- TRAVAIL À FAIRE:
• A. Quels adjectifs le texte sur le parfum anniversaire de diptyque emploie-t-il pour qualifier les odeurs que la technique du « head space » sert à encapsuler ?
• B. Écrivez la suite du texte sur la création du parfum anniversaire de diptyque, en partant de sa dernière phrase.

---------- TEXTE SOURCE ----------

C’était en 2007 et la ronde d’idées allait bon train : diptyque fêterait sa cinquantième année en 2011, un parfum devait sceller ce bel anniversaire. Née d’une rêverie, l’idée d’un parfum de la boutique relevait de la chimère. Celle-ci dévoila vite son vrai visage : un défi.
L’heureux nez qui le releva fut Olivier Pescheux, mais l’homme de la situation qui rendit ce pari possible fut le docteur Roman Kaiser. Ce chimiste reconnu, du département de recherche du groupe Givaudan, y avait parfait la technique dite du « head space », destinée à l’encapsulation d’odeurs volatiles, subtiles et fugaces, particulièrement celles de fleurs rares et rudes d’accès. Une cloche de verre est disposée autour de la plante en pied, dans le volume de laquelle un gaz neutre recueille les molécules odorantes qui se déposent ensuite dans un polymère gras (sorte d’équivalent technologique de l’enfleurage à froid d’antan). L’opération est longue. Par suite, les données recueillies font l’objet de séquençages de haute précision par la chromatographie à phase gazeuse (dissociant les molécules échantillonnées), puis par la spectroscopie de masse (calibrant les proportions des chaque molécule de l’extraction). Ces opérations permettent la définition d’une identité moléculaire faisant ensuite l’objet d’une synthétisation.

---------- EXTRAITS DU CORPUS ----------

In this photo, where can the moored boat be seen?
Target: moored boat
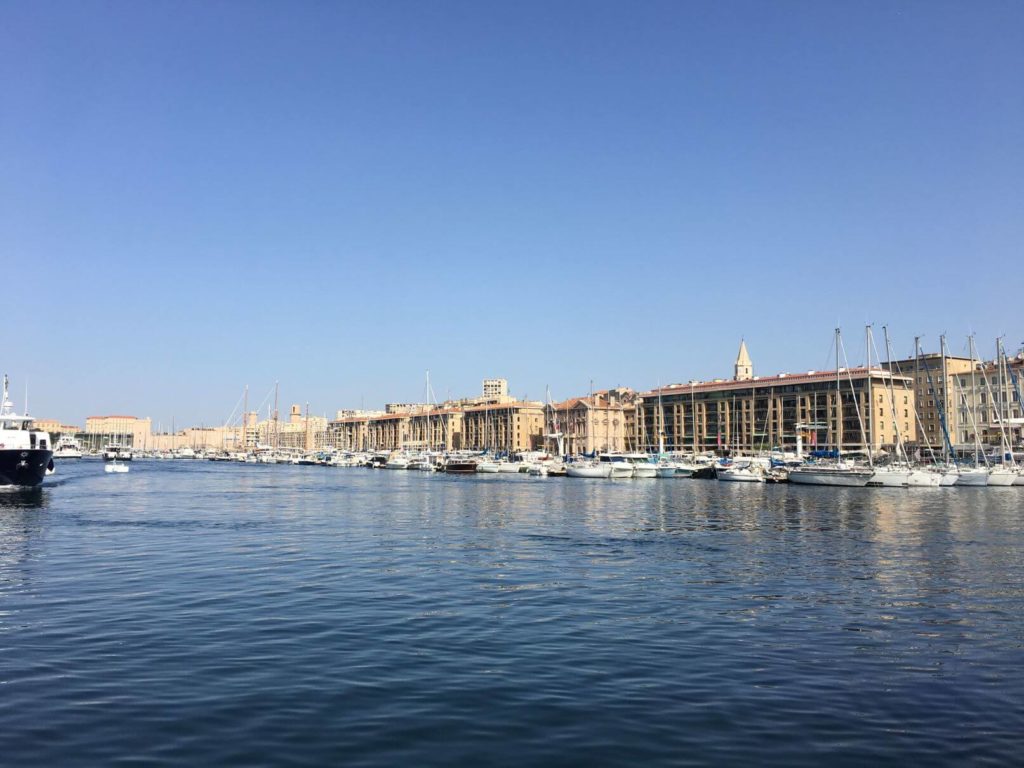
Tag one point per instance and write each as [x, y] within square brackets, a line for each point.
[26, 453]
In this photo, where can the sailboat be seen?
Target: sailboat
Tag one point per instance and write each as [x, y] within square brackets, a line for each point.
[1005, 473]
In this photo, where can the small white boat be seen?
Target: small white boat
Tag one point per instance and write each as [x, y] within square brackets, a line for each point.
[644, 469]
[1001, 476]
[397, 461]
[890, 477]
[830, 474]
[973, 477]
[68, 448]
[922, 478]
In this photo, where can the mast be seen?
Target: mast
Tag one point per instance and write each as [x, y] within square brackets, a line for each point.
[275, 431]
[693, 415]
[660, 417]
[839, 404]
[945, 396]
[245, 420]
[1007, 448]
[869, 416]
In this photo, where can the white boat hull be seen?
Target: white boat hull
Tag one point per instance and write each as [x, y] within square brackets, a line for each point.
[588, 471]
[973, 477]
[840, 477]
[739, 475]
[889, 478]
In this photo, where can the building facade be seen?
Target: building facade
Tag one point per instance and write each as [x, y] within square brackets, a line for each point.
[850, 410]
[595, 423]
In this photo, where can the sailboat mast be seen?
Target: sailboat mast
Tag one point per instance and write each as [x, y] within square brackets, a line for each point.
[868, 416]
[275, 432]
[839, 404]
[245, 419]
[945, 394]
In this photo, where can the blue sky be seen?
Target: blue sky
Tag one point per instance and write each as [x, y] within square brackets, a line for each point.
[343, 196]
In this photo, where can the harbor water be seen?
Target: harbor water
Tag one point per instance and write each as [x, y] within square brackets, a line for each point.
[202, 613]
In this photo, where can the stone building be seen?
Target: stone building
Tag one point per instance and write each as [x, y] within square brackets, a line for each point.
[595, 423]
[765, 412]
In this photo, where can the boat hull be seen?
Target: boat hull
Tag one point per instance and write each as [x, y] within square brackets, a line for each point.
[919, 478]
[24, 468]
[844, 478]
[734, 476]
[886, 478]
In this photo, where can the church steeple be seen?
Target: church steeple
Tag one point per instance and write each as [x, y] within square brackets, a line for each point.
[743, 368]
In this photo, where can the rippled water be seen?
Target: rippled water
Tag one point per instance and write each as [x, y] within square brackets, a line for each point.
[229, 614]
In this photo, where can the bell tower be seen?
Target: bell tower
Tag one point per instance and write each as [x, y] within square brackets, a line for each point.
[743, 369]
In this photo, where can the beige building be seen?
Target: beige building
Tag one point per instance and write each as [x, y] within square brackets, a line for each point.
[509, 427]
[987, 404]
[596, 423]
[124, 429]
[765, 412]
[436, 429]
[496, 388]
[298, 431]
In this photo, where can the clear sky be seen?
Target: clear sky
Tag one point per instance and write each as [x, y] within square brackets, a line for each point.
[199, 196]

----------

- RÉPONSES:
• A. volatiles, subtiles, fugaces

• B.
Le « head space » avait conduit ce chasseur d’effluves de Roman Kaiser en maints endroits d’accès malaisés en vue d’espèces florales en voie d’extinction. Amazonie, Papouasie, Alpes en haute altitude, le scientifique était roué aux « scent treks », ces longues expéditions de traque de senteurs. L’encapsulation de la boutique de diptyque était un enjeu olfactif totalement nouveau. L’accès se révéla toutefois sans difficulté. Mais comment mettre la boutique sous cloche ? Le lieu est comme un foyer de parfums flottants aux accumulations moléculaires ondoyantes et versatiles en nuances incessantes. Il fallut procéder à plusieurs encapsulations, par recoins et par familles d’odeurs. C’était en 2008. Cette captation faite puis synthétisée, Kaizer passa la main au nez : Olivier  Pescheux œuvra deux années pour transformer cette matière première incomparable en un parfum qui exprime une personnalité, une manière de faire, une histoire, celle d’une maison : diptyque.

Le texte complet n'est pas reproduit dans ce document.